◆ GIVEN EXERCISE ◆
Locate every line in the material below that contains the string "stadium", and copy each of those lines. Case counts.
* start THE DATA *
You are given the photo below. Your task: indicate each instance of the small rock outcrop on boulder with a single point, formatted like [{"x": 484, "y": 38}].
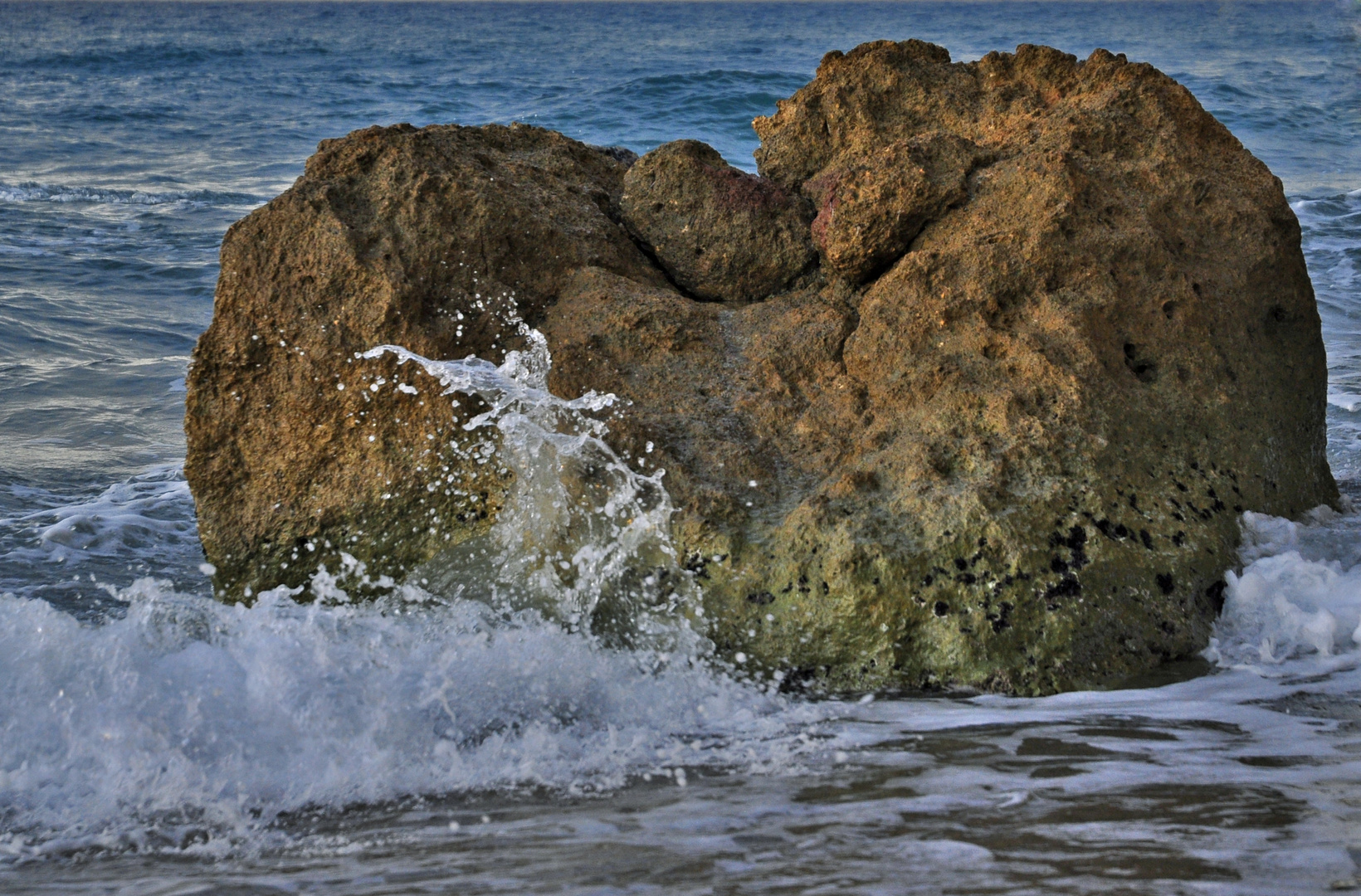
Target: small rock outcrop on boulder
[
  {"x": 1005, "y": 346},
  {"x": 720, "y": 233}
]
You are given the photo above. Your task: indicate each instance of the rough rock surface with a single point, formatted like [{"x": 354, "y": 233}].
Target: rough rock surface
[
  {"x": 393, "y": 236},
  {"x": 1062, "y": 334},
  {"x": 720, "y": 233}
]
* end THE DATA *
* start THE DATA *
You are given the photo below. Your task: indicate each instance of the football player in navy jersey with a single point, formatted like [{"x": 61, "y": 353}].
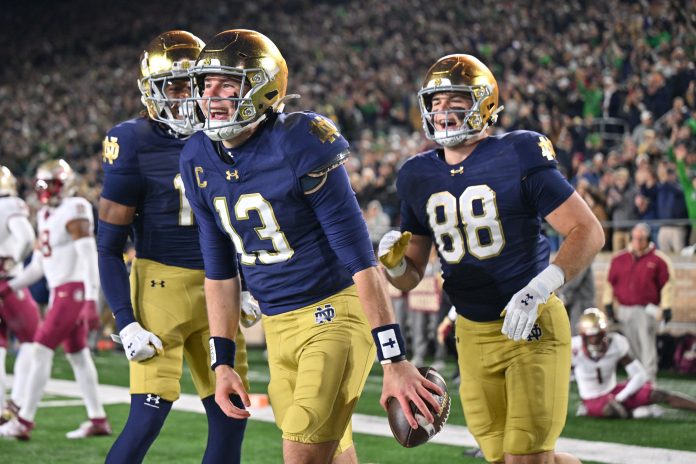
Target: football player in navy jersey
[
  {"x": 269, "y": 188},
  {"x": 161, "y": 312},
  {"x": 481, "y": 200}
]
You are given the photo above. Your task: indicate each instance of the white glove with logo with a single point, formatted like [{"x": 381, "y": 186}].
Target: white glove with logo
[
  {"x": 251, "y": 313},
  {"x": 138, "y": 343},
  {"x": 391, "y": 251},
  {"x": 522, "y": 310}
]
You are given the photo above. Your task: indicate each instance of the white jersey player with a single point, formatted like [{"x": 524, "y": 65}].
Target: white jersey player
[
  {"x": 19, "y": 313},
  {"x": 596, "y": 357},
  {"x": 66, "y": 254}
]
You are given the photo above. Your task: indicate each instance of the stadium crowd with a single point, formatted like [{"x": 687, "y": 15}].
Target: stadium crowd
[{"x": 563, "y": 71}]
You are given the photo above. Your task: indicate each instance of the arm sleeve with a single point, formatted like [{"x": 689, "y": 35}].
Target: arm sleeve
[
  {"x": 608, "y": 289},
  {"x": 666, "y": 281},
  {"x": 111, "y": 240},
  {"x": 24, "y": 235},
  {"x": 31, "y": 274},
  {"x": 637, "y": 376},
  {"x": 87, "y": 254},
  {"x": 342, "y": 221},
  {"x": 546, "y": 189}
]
* end THE DATA *
◆ TASK RESPONSE ◆
You are given the photo above. Your task: indicate each instance of the stadium crowd with a single point, formatted like [{"x": 687, "y": 15}].
Target: stadium crowd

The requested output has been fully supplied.